- _Written problem_:
Can you copy out the lines of the data below word for word, starting at the line containing "Would you kindly locate the blue" and ending at the line containing "Would you kindly locate the white plastic", with both of those lines included?

- _Listed records_:
....

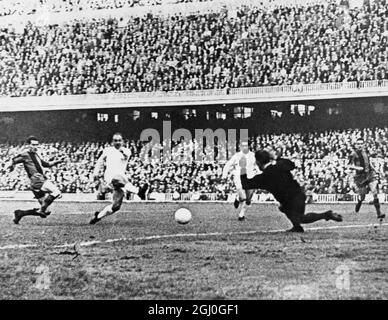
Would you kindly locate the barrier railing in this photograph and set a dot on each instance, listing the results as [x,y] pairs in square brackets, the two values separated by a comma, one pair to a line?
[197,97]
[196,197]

....

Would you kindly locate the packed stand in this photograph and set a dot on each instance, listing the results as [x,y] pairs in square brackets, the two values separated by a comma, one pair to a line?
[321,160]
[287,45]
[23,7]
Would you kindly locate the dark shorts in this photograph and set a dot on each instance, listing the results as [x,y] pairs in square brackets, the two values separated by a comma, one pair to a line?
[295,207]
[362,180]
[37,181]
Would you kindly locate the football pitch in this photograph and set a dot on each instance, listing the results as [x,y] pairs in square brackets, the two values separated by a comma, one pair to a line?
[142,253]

....

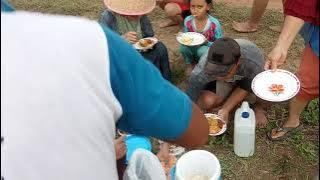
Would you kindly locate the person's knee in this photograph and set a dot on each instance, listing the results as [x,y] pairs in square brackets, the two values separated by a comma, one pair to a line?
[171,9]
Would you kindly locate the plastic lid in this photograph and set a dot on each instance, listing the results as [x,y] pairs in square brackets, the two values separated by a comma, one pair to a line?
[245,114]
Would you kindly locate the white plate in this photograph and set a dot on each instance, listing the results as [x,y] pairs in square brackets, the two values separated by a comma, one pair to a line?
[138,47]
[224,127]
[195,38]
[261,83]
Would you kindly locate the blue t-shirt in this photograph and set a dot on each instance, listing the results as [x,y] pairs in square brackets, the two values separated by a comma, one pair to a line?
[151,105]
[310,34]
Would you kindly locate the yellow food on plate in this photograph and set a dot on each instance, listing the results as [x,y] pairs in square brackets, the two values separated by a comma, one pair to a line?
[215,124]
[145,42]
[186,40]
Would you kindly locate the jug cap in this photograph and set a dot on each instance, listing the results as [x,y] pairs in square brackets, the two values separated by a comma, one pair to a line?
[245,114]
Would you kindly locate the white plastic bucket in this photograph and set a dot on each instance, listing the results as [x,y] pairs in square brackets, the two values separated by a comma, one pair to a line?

....

- _Response to this exercise_:
Would you kindly locate the blue t-shirt in this photograph and set a dot on each instance, listing the results as [x,y] pairs in square brackets, the two values separated by a comma, one pair to a line?
[151,105]
[310,34]
Would you kindly locate the yellow food on plate in this photograph and set a dot on each instance, listing the results as [x,y] pairs in square brackets, the two values separated by a comma, one pair to a line?
[215,124]
[145,42]
[186,40]
Would you kindly locate the jug cap in this photograph and set a dot on each instance, listing the results as [x,y] pairs in square brackets, the two values separated by a comma, one pair to a line?
[245,114]
Would you kindly locate the white plastic bucket in this photograph and set a dot on each instance, listing the results as [x,y] pairs in square brackets, the two values separated by a comma, one pair to a line?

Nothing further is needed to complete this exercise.